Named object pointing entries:
────────────────

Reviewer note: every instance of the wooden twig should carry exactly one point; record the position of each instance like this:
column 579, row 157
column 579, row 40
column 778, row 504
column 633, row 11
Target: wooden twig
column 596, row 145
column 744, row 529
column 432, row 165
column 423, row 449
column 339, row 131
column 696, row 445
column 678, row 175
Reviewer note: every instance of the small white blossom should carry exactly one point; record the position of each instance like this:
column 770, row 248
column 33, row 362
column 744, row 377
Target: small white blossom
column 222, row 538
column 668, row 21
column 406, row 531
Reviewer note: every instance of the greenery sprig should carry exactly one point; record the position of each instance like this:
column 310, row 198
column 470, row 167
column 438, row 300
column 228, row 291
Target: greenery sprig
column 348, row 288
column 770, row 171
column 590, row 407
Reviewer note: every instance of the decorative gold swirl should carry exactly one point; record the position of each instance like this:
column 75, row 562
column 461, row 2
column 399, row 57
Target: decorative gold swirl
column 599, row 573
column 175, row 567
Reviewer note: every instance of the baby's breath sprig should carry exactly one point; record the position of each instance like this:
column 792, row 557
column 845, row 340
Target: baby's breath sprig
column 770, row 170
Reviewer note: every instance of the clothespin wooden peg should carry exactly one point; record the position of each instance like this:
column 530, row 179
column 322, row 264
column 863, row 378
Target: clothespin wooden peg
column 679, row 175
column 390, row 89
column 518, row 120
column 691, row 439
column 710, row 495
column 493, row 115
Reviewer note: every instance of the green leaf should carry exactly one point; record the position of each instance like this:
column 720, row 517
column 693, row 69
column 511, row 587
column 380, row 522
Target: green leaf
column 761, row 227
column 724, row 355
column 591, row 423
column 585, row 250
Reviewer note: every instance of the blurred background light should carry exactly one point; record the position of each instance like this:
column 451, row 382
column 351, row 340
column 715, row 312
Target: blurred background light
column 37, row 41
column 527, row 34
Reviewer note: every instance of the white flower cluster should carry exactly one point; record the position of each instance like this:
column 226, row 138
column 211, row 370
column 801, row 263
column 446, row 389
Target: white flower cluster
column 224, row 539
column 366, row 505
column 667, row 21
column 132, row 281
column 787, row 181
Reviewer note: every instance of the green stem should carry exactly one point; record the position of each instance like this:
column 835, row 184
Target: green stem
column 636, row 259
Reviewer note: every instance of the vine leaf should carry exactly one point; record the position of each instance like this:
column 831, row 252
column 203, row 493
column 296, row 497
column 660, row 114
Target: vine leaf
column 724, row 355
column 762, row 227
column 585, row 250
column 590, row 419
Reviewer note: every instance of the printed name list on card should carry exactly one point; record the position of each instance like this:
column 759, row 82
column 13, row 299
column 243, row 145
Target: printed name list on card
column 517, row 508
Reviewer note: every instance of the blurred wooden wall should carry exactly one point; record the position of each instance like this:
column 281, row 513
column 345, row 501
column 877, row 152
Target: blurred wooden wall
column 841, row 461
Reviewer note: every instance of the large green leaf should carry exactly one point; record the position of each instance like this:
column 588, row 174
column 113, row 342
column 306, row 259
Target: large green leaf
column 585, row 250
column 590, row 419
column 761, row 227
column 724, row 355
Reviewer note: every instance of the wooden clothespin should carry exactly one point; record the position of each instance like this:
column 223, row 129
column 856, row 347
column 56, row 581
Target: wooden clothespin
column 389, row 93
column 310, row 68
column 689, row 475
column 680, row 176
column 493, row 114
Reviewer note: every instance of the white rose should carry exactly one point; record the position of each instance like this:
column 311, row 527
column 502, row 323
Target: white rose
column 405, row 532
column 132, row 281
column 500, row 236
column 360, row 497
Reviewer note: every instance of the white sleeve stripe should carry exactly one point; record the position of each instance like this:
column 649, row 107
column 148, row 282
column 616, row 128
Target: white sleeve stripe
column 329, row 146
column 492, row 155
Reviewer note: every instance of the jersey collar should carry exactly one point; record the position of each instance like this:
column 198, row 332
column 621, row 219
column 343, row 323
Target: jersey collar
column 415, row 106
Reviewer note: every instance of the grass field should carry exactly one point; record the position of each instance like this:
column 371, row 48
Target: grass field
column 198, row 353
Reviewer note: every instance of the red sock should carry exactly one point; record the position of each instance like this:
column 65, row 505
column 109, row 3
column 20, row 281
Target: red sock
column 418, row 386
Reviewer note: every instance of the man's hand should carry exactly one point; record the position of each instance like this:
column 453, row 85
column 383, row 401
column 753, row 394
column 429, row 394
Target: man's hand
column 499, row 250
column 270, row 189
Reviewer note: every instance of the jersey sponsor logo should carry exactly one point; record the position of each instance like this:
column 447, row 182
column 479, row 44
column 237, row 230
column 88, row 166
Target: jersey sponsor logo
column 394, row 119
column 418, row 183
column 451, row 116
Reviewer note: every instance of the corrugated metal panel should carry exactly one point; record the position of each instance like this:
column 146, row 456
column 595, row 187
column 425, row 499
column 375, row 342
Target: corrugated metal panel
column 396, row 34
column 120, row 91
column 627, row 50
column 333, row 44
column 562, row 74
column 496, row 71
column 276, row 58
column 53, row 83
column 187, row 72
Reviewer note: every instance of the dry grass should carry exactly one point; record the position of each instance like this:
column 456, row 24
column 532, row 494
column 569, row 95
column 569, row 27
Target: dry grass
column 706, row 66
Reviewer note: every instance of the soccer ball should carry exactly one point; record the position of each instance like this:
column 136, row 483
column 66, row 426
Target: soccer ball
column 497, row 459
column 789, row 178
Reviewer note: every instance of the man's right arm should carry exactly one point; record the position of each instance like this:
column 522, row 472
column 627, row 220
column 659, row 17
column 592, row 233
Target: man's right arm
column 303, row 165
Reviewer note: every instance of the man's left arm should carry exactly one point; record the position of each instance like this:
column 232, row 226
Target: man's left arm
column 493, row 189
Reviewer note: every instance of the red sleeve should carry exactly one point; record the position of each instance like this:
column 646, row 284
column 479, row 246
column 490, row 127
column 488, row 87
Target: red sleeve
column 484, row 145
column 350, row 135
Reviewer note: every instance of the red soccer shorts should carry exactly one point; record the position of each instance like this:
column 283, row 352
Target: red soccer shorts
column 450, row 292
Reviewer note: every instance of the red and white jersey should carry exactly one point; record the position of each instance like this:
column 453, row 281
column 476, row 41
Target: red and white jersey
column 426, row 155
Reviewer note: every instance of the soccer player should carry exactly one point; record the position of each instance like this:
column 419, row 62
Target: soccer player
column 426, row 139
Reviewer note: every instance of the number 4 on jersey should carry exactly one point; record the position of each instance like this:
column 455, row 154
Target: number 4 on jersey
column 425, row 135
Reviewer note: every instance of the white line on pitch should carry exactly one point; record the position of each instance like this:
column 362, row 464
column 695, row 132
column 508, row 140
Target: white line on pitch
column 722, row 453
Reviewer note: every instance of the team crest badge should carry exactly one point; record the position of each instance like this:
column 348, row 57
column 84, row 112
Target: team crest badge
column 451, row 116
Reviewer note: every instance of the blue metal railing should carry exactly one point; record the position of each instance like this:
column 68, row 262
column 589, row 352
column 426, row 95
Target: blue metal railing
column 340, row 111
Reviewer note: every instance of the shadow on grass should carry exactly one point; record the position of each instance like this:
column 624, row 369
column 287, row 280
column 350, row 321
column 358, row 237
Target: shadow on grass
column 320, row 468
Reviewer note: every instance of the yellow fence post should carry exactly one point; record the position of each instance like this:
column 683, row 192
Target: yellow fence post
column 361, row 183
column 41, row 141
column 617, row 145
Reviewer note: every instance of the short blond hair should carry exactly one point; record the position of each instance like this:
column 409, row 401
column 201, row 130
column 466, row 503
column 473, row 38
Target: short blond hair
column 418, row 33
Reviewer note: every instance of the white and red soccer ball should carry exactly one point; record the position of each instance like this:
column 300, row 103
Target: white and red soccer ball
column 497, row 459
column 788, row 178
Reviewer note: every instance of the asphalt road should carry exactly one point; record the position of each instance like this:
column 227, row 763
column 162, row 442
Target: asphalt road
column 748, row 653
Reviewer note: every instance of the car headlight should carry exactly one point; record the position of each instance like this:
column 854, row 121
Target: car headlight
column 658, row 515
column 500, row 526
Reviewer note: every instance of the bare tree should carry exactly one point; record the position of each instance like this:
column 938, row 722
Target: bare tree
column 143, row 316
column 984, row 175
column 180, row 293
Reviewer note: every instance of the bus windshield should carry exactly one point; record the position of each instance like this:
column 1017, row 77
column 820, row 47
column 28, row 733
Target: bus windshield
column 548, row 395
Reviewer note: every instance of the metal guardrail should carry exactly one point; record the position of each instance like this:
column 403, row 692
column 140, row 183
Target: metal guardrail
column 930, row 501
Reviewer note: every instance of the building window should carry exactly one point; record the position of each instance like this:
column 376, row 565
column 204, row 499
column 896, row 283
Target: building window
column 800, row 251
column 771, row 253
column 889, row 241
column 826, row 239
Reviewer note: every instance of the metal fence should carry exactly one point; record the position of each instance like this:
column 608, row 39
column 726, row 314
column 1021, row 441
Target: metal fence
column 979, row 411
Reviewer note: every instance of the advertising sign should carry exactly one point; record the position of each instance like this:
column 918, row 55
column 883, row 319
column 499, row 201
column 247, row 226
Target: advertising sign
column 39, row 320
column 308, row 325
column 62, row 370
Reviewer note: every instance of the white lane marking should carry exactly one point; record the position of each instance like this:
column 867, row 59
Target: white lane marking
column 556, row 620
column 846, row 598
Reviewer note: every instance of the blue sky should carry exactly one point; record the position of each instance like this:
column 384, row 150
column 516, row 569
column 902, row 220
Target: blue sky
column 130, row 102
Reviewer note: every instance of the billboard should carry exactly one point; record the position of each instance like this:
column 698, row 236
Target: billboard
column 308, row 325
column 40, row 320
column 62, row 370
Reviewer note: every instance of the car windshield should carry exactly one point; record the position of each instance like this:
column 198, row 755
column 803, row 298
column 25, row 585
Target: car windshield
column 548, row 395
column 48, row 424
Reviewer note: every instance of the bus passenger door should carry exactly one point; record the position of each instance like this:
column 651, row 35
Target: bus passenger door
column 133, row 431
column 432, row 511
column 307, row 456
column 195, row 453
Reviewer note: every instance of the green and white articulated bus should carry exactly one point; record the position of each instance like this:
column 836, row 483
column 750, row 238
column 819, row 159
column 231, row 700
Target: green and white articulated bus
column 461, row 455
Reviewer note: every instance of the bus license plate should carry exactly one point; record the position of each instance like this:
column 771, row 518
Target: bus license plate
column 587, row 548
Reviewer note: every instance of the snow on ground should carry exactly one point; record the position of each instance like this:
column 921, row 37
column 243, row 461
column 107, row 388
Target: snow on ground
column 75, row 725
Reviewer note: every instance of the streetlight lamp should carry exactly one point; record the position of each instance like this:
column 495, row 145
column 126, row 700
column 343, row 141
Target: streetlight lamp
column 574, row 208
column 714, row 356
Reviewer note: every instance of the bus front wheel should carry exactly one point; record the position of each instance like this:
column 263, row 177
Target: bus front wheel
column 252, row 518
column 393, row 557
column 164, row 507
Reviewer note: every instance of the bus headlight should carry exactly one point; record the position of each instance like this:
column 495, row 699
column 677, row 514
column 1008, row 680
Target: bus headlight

────────────────

Copy out the lines above starting at the one that contains "Reviewer note: every instance of the baby's" and ending at the one that contains "column 770, row 170", including both, without changing anything.

SOLVED PROBLEM:
Reviewer note: every instance of the baby's breath sprig should carry exactly one point; record the position of each instance like this:
column 792, row 557
column 845, row 340
Target: baby's breath sprig
column 770, row 170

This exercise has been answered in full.